**THE TASK:**
Drop every picture and give the entries back exactly.

[Dataset records about object locations]
╔══

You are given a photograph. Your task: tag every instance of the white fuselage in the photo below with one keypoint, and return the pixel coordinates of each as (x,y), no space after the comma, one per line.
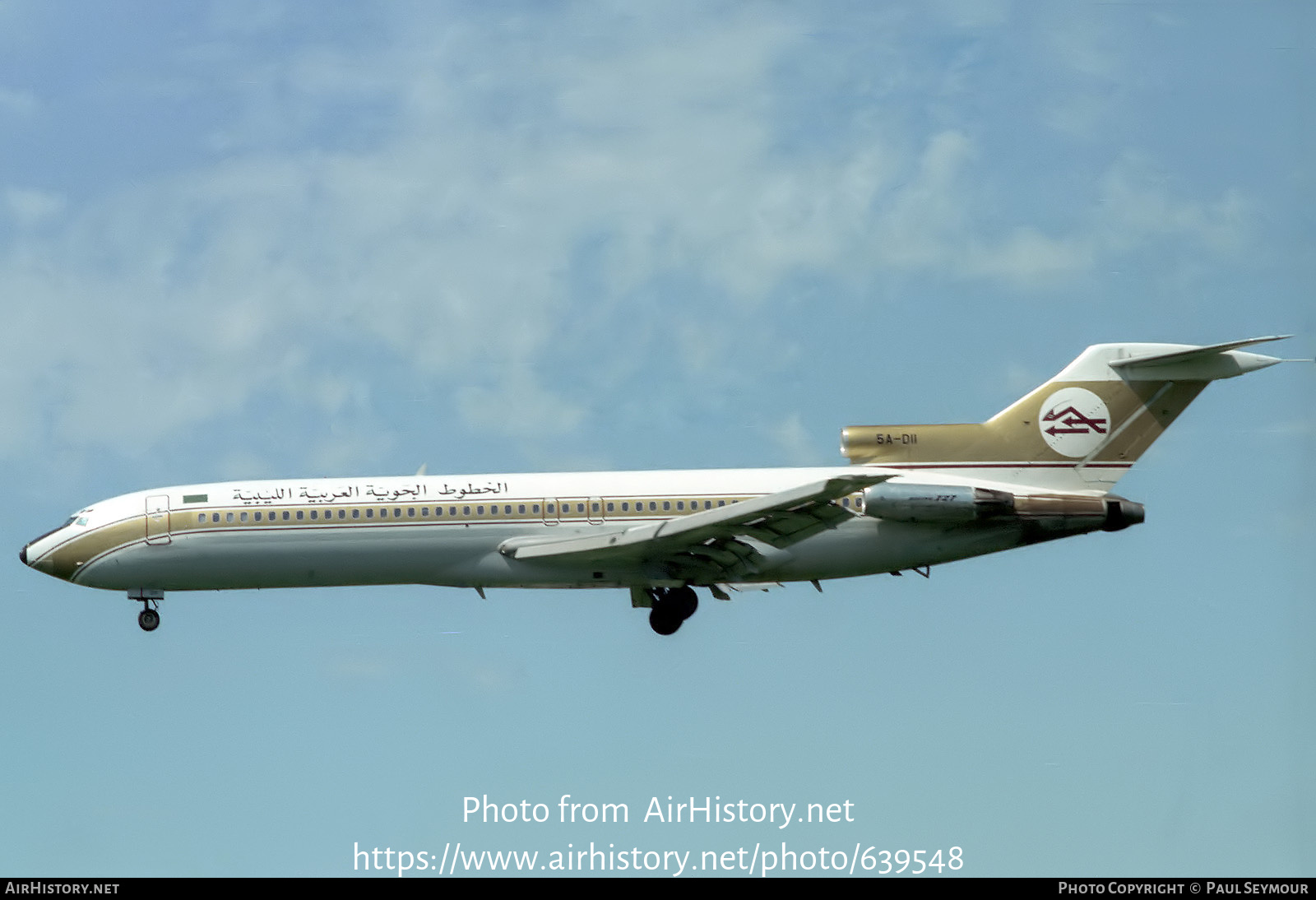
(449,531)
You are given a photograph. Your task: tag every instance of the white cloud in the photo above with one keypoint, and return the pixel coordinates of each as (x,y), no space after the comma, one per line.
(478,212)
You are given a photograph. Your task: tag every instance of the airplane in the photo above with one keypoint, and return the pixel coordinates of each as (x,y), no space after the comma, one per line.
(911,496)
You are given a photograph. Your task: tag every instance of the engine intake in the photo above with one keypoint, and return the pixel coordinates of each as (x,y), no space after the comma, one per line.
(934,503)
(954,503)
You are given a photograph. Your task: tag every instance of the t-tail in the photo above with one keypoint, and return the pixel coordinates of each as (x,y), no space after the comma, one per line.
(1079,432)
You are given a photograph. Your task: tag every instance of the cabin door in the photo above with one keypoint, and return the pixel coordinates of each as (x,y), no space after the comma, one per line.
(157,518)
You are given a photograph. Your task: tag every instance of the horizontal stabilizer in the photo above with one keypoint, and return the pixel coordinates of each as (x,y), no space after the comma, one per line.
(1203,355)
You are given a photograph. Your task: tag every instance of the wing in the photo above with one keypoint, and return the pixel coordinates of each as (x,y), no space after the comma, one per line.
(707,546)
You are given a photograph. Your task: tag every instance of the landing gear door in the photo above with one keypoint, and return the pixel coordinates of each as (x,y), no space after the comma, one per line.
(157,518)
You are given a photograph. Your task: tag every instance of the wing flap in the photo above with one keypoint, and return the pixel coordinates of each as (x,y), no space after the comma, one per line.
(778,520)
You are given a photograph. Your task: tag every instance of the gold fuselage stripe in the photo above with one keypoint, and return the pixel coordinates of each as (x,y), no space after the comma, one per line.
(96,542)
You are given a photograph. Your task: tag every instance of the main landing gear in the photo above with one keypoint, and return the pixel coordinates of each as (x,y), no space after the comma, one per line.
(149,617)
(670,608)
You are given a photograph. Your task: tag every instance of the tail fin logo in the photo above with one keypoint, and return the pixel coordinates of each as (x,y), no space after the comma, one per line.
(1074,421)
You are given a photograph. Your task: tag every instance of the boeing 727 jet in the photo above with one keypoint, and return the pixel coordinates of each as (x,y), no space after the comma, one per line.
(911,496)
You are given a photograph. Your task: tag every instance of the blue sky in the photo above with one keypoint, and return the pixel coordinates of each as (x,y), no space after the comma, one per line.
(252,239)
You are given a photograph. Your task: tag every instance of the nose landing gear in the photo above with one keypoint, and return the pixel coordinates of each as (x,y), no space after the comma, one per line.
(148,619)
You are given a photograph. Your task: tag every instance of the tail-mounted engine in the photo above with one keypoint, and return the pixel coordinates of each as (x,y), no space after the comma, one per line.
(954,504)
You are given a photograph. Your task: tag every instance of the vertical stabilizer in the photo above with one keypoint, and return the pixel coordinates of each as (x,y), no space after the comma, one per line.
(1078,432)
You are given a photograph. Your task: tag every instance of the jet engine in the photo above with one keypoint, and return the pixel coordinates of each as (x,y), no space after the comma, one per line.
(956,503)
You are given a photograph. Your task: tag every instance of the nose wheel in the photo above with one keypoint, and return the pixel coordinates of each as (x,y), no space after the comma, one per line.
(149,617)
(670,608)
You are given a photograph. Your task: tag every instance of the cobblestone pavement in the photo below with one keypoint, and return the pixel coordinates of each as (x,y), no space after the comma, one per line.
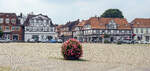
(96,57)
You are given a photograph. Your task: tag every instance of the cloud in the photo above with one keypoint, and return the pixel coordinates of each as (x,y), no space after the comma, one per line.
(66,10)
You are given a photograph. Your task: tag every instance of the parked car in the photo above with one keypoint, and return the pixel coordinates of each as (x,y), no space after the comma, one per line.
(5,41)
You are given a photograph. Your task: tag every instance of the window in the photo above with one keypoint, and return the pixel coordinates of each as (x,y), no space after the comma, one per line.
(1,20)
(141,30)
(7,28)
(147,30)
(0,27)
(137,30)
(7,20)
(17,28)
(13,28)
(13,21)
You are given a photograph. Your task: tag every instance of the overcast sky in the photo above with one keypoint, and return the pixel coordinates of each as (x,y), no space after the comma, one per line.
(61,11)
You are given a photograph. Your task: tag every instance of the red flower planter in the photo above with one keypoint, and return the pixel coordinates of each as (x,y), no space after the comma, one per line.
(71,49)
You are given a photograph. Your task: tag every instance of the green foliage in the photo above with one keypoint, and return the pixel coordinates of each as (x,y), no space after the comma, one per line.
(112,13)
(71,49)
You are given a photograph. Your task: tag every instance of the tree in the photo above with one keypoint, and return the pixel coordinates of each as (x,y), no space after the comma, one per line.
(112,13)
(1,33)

╚══

**CORRECT OUTPUT:**
You are given a photograph. Your task: tag every instance of the white fuselage in the photo below with one keypoint, and return the pixel coordinates of each as (x,y), no space after the comma, one per line.
(449,531)
You are given a photograph. Your task: tag every instance of the white cloud in the photo above with one keypoint, and return the pixel coordinates of each as (x,y), no space after the comma, one per line.
(478,212)
You are given a photograph. Your task: tag every instance of the airplane in the photo above with one keypoint, and return the pixel coordinates of each as (x,y), no space after the comma, one per line.
(911,496)
You are given a photograph. Your task: tag every instance of the engine intake in the photo above with one keypoint, and return the pixel coordinates of each as (x,y), no space after the comma, one per line.
(934,503)
(954,503)
You are given a photograph. Your task: tag every instance of the t-tail in the photo above with one keypoint, and return the pixel coordinates of each as (x,y), no space after the comma, one per line.
(1079,432)
You are given a photograph. Your task: tag every instance of the cabin door in the photo above with one keypoint, and return the pixel coordinates of each as (x,y), no space after the comma, one per line.
(157,518)
You are given a photograph. Your task: tag every instance of the horizontal stabilizer in the photo above with one keypoint, and return the pixel coordinates of each as (x,y), no space after the comma, one per line.
(1203,355)
You are given a photograph. Your task: tag every instance of the wing in the photo above with one keypoint, and return the pixel coordinates of each as (x,y), no space after the comma, one per line.
(707,546)
You are given a photograph. Your task: tag every instance of the landing gear door in the photo above with one keypoint, and return the pixel coordinates of each as (x,y), no space after the comma, one per line.
(157,518)
You are given a photograph. Your task: tag every instance of the wing flap in the photo above with one keypoint, and return the pixel coordinates of each as (x,y), no space after the comma, one per line.
(778,520)
You are given a photograph. Your task: tag every instance of the gold fuselage stripe in the photo above with one keypoint, and return the pixel coordinates of each as (x,y), no space after the comma, one per line.
(96,542)
You are given a photograph. Your task: tag every instance of the main landing gear in the photo above with one keypoint, and return the pixel coordinates of each as (x,y), no space after the comma, one per line.
(149,617)
(670,608)
You are given a photograph. Your task: tag every instance of the tail fin logo in the photo above with one keypoint, and return the pixel coordinates of each as (x,y), no space after the comma, one per line.
(1074,421)
You are given a photograph. Your task: tag every instance of the boeing 727 jet in the photo above with one keypoint, and return the pixel coordinates of each as (x,y), no space after the comma, one per line.
(911,496)
You are given a photograph. Your task: tag every instance of the blue sky in the photo above with one keypoint, and return the pixel coordinates of each as (x,y), no space after the comma, one per line.
(252,239)
You are given a photograph. Your task: tag every instance of the nose landing gear in the photo above with one keypoint, and return the pixel coordinates of each as (x,y), no space after the comma, one per line.
(148,619)
You are given a photograph. Your task: tag every instance of the tail-mounted engine in the photo above with one keypoint, and return the pixel coordinates of each as (x,y), no space after the comma, one per line.
(954,504)
You are given a photograph. Your task: tag every instance of the vertical stabilizer in the photo above with one keypoint, and return the pixel coordinates of each as (x,y), no space after the comma, one per line.
(1078,432)
You are given a photograph. Your task: tag every instance of the jet engine in the photo above with one keypoint, and return the pixel coordinates of each as (x,y), no space after the comma, one per line.
(956,503)
You are given a photograph. Your task: tag every instance of the nose wheel in the photo above with one keypoint, and return the pixel coordinates of each as (x,y), no space after the comma, one per line.
(149,617)
(670,608)
You are given a photograph. Your task: tag every instance of the cobblestone pavement in the photo below with one keypoint, and return the pixel coordinates of each as (x,y), no space after the comma, one per line.
(96,57)
You are given a photograph. Your task: tag every instance of the cloud in the photo above with one keypoint, and return the pixel coordinates of each as (x,y), no space after the comma, one per line.
(66,10)
You are given a photograph. Your task: tag every instance of the parked car in the photo above with one keypoint, and return the pixel coordinates of each as (x,y), no space after the comma, one per line.
(5,41)
You are given a photograph. Your task: tag every instance of the window in the photo above with one keypoint, and return the pixel coordinates of each as (x,y), no space after the comma, one per line.
(1,20)
(141,30)
(7,28)
(147,30)
(0,27)
(137,30)
(7,20)
(17,28)
(13,28)
(13,21)
You are given a photograph. Your task: tag every instance of the overcast sky in the photo above with one keypoint, and return the pixel coordinates of each as (x,y), no space after the comma, one per line.
(61,11)
You are given a photograph. Your task: tag every instance of the red flower planter in the photo above with one keypoint, and return the pixel coordinates of each as (x,y), no space after the comma, one per line.
(71,49)
You are given a photograph. Your task: tag every instance of the green foliage in the photo above with one keypoint, and return the pixel coordinates of each as (x,y), no space after the comma, one per line.
(112,13)
(71,49)
You are given a photograph. Your task: tag every instance of the tree in the photo above with one keypoint, and return the pixel coordinates of each as (x,y), no space after the comma, one per line.
(112,13)
(1,33)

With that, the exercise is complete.